Lemley Chapel
Serving Sedro-Woolley &
All of Skagit County Since 1935
1008 Third Street
Sedro-Woolley, WA
Ethel Rae Adams Memorial
Ethel Rae Adams Memorial

Ethel Rae Adams

Ethel Rae Adams

Thursday, August 24th, 2023

Ethel Rae (Moe) Adams, 90, passed away peacefully on August 24th, 2023 in Sedro-Woolley, WA.  She was born in Valley City, North Dakota on June 20, 1933, the youngest of 7 children born to George A. and Laura (Beleal) Moe.

Ethel grew up on a farm outside of Valley City and would stay in town during the school year with family and friends. In 1949 the family moved to Mt. Vernon WA where Ethel graduated from high school in 1951.  After graduation Ethel went to work for the local telephone company as an operator.  In December of 1951 she met her love Richard (Shorty) Adams, and they married on February 8th 1952. They moved to Eugene OR, where they welcomed their first-born son Tim in 1953. The new family moved to a ranch outside of Brewster, WA where their family grew with daughter Debi in 1954 and son Dan in 1955. During their time on the ranch, they met Bob and Donna Sims, who became life-long friends.

In 1957 they moved back to the “ wet ” side of the state and welcomed their fourth child, Randy, in 1959. They moved to Jenson’s Farm in 1960 where they lived for 14 years. While taking care of their home and raising her 4 children, Ethel had several different jobs over the years such as working nights at the cannery, selling Tupperware, a waitress/cook at Phil’s Boat House on the Skagit river (that was a great summer), as a maid at the Cocusa Motel, and working on the line at Nelson’s Spud House and Delahunt’s Spud House.

Ethel and Shorty bought their house near Lyman, WA in 1975. Shorty was driving long haul truck, so Ethel obtained her CDL and drove with him until Pam told her she needed to stay home and take care of the grandchildren she asked for. Ethel started babysitting Jessica and Jonathan then took on a few more kids and Grandma’s Daycare was born. More kids followed, and the business grew, leading to years of happy kids and their parents. Ethel even employed some of her prior kids, setting their lives off in a positive light. When Shorty retired from driving, he too joined the staff. Even after the daycare closed, they continued to babysit their great grandchildren.

In October 2016 after 64 years of marriage Ethel lost the love of her life, Richard (Shorty) Adams. Ethel continued to reside at their home near Lyman, enjoying time with friends and family.

* Listed records:
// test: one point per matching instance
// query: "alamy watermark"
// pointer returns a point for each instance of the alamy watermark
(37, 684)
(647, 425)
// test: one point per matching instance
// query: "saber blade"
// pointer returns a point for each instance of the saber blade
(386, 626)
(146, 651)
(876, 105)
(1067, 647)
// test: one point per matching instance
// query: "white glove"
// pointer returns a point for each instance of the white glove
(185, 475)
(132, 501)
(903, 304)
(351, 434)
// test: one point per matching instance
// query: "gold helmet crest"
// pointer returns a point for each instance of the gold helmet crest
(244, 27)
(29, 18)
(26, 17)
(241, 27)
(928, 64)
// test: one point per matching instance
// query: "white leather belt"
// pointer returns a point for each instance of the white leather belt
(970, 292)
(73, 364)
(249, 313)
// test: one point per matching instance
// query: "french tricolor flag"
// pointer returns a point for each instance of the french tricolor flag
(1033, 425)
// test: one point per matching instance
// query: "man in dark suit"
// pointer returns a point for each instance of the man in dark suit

* * *

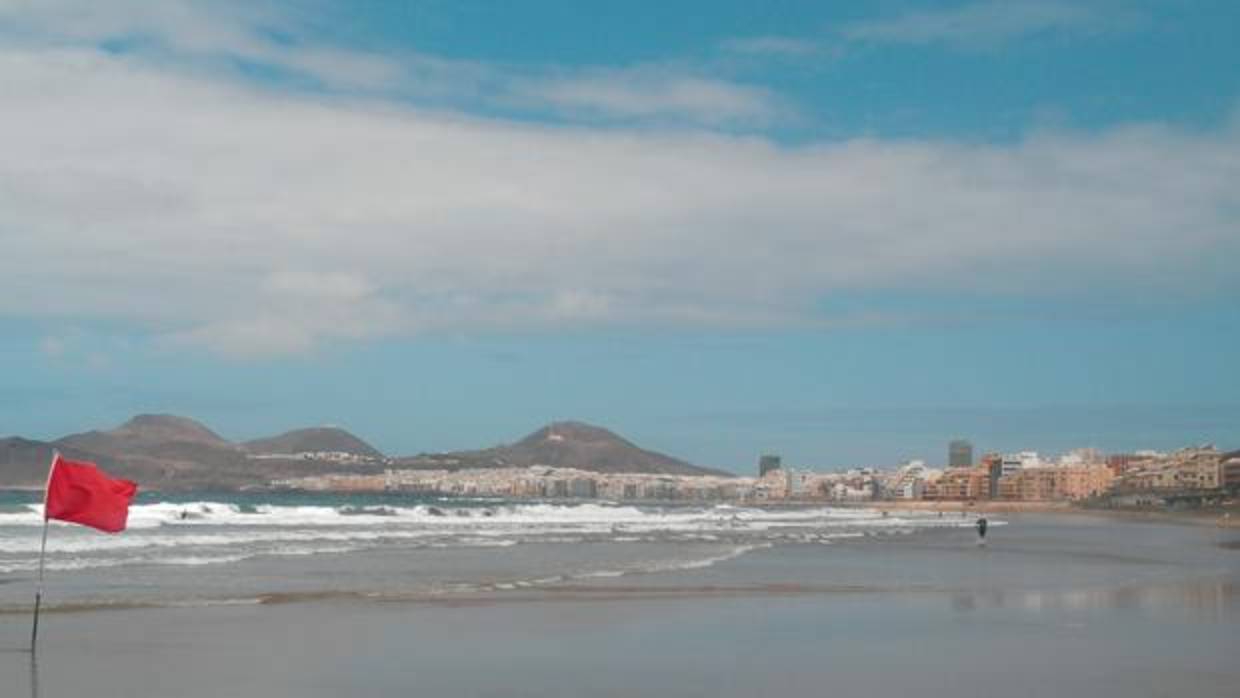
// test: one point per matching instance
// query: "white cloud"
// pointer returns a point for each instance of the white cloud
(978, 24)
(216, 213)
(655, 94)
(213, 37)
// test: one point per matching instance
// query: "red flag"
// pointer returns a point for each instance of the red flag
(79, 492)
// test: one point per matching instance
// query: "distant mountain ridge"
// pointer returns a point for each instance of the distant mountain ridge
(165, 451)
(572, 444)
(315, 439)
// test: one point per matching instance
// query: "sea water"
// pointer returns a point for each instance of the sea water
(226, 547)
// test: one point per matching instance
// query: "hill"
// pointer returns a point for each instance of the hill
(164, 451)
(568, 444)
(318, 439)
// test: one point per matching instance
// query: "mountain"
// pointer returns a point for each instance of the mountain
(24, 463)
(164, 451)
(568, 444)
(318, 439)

---

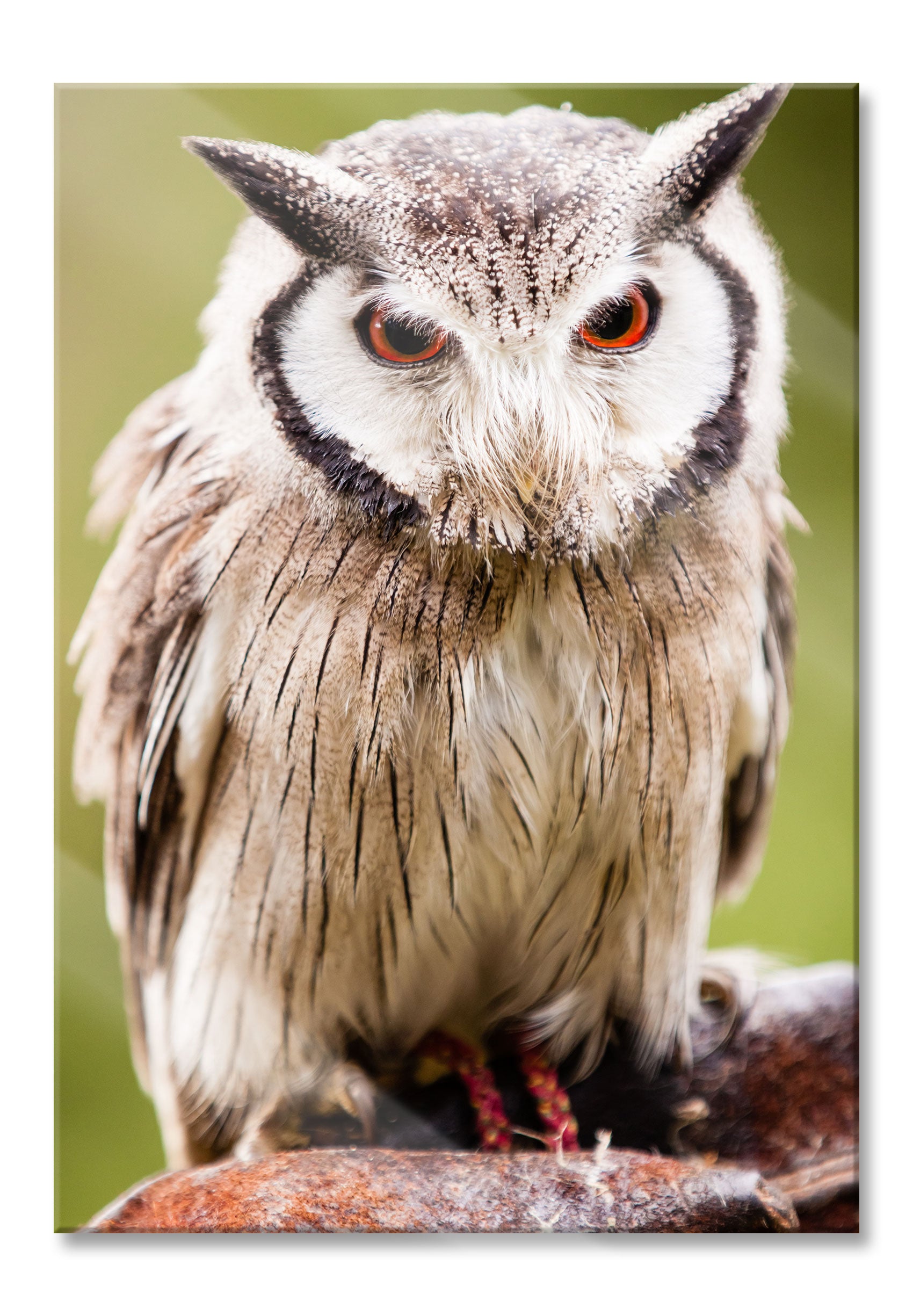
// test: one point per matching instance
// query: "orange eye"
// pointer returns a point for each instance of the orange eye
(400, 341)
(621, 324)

* Actions to take:
A: According to the memorial page, in what year did Ethel and Shorty buy their house near Lyman, WA?
B: Reproduce the passage of the memorial page that opens with the words containing "In 1957 they" and closes with "Delahunt’s Spud House.".

* Results for each task:
A: 1975

B:
In 1957 they moved back to the “ wet ” side of the state and welcomed their fourth child, Randy, in 1959. They moved to Jenson’s Farm in 1960 where they lived for 14 years. While taking care of their home and raising her 4 children, Ethel had several different jobs over the years such as working nights at the cannery, selling Tupperware, a waitress/cook at Phil’s Boat House on the Skagit river (that was a great summer), as a maid at the Cocusa Motel, and working on the line at Nelson’s Spud House and Delahunt’s Spud House.